| DO THIS |
Copy out each line of the data below in which the word "green" occurs.

| RECORDED INFORMATION |
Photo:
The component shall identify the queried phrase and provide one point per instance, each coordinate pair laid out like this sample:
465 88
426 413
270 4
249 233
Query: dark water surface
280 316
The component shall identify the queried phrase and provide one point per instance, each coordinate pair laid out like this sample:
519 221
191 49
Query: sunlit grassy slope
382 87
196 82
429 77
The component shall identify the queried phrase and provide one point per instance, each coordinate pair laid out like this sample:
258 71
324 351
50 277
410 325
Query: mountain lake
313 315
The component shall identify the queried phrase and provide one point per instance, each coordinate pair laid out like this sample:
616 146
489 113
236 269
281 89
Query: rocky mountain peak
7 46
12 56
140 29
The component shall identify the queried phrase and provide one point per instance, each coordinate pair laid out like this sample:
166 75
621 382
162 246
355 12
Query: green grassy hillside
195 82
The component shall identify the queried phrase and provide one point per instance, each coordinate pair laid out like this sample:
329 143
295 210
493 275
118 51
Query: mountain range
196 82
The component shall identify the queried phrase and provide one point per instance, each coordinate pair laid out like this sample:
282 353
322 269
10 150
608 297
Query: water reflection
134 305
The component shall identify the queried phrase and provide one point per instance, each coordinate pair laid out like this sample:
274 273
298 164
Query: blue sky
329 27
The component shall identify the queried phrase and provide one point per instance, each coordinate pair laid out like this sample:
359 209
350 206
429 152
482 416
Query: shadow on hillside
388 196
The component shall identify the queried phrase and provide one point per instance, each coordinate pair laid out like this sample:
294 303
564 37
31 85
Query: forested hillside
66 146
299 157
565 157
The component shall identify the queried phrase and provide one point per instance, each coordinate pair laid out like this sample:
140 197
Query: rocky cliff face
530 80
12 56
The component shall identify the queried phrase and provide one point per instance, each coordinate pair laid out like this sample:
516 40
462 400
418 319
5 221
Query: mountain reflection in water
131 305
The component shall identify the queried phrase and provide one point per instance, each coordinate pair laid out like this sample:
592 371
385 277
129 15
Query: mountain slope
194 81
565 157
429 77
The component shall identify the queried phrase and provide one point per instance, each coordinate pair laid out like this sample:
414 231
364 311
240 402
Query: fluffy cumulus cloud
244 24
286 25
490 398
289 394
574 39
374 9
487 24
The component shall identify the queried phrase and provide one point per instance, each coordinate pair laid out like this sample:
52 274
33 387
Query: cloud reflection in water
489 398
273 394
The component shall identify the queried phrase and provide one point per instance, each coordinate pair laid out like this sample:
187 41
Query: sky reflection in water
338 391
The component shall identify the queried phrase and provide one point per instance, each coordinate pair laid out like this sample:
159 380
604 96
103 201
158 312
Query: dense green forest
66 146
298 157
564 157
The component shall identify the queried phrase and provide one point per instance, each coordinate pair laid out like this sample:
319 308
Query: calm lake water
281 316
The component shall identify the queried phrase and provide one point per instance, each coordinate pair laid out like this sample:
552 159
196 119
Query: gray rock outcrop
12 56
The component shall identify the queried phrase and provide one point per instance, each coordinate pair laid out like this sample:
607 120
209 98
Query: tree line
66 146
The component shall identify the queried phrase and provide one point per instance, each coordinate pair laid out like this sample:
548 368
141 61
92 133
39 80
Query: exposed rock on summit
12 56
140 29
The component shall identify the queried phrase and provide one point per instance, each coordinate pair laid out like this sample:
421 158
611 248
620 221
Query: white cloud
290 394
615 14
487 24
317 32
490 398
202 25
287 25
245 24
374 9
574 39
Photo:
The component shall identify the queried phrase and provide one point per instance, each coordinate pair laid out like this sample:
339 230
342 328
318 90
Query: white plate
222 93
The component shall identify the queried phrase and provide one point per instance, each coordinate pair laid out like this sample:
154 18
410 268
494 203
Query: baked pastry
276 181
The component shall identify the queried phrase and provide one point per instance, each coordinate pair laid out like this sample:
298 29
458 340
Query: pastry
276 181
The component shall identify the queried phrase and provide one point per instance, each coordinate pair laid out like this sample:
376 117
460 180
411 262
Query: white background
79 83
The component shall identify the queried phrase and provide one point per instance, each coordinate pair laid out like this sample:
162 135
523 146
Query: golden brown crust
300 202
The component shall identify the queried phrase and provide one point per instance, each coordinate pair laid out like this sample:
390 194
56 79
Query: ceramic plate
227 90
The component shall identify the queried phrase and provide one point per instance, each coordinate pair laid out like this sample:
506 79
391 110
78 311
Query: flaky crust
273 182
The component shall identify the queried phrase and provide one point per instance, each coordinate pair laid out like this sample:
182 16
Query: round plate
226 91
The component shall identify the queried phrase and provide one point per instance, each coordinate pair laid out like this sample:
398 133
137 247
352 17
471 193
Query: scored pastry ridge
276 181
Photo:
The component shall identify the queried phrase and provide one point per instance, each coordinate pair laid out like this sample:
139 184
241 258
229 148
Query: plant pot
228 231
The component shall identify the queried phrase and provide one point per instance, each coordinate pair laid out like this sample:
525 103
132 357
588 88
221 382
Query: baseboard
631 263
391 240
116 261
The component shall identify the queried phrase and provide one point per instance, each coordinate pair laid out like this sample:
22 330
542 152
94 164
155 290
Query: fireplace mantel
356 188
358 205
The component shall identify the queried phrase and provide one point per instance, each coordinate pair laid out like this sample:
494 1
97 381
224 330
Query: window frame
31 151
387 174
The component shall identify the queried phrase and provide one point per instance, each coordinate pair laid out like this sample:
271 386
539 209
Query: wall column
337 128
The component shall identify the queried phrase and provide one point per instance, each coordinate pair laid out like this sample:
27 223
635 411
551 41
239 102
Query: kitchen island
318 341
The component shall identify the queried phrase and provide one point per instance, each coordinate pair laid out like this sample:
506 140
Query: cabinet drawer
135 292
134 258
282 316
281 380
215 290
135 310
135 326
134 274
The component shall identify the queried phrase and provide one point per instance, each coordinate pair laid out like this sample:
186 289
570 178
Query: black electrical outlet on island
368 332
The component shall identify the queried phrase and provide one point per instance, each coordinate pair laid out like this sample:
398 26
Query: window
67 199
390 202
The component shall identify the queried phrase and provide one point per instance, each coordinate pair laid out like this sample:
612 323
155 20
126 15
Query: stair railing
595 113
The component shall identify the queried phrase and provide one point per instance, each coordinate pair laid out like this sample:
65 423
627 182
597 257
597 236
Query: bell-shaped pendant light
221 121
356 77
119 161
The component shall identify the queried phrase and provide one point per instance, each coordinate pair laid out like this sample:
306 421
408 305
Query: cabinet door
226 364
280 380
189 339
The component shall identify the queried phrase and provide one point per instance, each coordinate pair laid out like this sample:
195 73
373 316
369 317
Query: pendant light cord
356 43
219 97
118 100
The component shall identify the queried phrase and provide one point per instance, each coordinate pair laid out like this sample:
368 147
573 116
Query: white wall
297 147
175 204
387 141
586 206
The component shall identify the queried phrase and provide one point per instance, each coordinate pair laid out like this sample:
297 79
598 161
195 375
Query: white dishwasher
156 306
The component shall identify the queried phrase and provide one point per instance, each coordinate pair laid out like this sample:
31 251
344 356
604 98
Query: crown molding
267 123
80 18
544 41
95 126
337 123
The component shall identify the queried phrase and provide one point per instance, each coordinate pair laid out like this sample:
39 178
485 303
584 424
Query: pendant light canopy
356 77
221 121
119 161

==

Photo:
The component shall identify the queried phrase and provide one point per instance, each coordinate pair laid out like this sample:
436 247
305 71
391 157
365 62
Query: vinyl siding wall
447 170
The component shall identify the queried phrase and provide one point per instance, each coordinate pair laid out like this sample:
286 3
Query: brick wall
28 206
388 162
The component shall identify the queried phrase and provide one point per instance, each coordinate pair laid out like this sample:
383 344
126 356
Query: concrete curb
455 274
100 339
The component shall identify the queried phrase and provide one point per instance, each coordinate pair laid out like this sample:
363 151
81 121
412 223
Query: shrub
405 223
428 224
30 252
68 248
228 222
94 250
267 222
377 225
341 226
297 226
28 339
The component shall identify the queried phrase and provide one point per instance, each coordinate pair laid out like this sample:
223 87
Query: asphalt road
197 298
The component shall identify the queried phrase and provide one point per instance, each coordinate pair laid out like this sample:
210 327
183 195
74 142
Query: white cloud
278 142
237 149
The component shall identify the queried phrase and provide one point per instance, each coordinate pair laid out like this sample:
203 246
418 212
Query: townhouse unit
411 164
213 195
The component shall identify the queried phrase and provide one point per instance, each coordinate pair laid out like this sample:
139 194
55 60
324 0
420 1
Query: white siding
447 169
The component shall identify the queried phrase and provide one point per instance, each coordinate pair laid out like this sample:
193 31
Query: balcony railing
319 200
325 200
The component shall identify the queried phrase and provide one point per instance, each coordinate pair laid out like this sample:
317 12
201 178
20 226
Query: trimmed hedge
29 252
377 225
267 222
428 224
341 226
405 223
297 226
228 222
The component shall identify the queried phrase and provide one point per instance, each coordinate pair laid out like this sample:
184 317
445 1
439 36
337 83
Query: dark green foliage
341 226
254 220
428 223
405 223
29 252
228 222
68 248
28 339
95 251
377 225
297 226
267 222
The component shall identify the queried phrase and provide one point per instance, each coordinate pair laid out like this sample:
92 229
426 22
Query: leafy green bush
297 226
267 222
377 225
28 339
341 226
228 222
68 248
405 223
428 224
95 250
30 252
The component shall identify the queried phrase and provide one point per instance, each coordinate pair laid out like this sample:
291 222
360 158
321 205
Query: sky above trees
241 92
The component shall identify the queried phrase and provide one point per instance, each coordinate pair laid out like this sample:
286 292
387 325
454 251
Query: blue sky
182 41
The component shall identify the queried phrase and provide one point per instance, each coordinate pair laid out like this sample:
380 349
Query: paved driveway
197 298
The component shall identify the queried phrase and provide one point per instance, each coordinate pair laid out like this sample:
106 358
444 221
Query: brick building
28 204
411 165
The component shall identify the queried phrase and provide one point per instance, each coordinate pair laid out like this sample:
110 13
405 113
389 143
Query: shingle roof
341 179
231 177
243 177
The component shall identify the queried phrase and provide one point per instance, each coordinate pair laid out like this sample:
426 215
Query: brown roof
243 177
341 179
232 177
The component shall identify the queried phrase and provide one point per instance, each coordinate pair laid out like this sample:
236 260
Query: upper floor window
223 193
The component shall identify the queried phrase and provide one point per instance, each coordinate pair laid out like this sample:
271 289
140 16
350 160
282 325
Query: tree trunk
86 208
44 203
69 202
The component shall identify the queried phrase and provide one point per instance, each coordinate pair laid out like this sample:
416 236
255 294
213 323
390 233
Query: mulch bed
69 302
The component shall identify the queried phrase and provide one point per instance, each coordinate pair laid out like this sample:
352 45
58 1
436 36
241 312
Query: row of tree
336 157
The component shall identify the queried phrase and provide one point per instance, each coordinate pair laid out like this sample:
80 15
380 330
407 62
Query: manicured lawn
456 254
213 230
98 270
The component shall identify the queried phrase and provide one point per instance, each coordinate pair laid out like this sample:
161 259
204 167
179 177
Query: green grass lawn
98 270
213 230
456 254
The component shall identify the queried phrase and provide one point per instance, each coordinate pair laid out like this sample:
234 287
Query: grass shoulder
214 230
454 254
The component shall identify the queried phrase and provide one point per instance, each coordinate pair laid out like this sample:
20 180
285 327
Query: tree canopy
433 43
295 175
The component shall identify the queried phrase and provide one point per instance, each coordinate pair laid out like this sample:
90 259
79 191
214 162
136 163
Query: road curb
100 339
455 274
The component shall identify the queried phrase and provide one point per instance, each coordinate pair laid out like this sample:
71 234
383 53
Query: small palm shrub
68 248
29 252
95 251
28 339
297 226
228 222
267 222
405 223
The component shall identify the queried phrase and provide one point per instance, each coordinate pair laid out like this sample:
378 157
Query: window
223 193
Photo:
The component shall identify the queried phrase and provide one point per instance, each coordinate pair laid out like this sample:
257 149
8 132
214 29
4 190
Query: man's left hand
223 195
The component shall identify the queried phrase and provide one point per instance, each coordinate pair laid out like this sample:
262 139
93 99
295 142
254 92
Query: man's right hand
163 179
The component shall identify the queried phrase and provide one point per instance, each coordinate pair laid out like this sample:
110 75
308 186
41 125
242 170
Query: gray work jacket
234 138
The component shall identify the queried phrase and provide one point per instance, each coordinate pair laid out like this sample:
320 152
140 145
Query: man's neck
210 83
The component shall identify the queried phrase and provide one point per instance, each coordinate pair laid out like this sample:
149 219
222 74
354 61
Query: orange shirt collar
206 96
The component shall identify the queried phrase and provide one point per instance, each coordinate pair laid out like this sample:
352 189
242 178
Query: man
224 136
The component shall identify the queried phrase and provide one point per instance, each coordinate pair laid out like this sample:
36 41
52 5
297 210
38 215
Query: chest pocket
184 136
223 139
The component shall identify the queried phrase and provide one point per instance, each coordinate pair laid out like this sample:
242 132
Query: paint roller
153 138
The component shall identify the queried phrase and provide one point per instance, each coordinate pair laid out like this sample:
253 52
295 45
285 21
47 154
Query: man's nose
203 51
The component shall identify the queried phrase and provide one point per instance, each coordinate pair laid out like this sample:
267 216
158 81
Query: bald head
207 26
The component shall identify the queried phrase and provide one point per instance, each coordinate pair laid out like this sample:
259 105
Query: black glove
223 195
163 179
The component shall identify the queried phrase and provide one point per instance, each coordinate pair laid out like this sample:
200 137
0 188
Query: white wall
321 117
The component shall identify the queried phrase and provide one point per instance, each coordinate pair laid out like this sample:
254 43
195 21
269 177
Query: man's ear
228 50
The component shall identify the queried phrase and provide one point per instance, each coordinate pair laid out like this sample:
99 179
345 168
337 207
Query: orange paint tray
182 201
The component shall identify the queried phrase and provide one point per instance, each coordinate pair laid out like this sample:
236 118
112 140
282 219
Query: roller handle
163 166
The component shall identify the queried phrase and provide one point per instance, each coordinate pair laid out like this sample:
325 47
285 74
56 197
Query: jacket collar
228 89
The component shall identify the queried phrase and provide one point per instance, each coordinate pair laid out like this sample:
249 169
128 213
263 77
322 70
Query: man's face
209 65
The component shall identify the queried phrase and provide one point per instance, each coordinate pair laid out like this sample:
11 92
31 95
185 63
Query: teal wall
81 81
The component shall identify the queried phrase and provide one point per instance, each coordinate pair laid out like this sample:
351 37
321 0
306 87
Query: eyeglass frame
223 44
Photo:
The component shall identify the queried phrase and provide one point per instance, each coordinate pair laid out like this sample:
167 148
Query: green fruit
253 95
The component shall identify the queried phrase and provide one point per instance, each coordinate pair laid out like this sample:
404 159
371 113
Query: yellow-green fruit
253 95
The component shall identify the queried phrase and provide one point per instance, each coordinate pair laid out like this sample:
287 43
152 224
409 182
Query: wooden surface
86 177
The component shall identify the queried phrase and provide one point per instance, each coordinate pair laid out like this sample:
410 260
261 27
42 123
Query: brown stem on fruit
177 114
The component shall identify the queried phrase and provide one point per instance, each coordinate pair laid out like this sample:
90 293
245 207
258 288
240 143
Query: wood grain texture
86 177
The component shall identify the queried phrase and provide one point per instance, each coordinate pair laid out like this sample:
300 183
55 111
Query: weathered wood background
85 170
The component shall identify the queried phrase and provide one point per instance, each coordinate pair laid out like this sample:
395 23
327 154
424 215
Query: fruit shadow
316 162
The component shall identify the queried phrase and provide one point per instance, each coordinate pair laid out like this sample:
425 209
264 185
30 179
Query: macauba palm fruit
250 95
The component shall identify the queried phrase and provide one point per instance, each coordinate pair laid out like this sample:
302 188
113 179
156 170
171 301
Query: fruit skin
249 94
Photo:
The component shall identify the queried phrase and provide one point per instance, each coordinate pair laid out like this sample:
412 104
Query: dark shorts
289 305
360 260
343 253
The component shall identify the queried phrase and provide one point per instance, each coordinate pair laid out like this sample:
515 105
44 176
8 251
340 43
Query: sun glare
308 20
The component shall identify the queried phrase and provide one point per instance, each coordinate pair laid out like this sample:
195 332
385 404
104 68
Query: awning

| FINAL RESULT |
Query: green grassy hillside
Query: dense green forest
Query: dark green foliage
Query: leafy green bush
Query: green grass lawn
Query: green fruit
Query: yellow-green fruit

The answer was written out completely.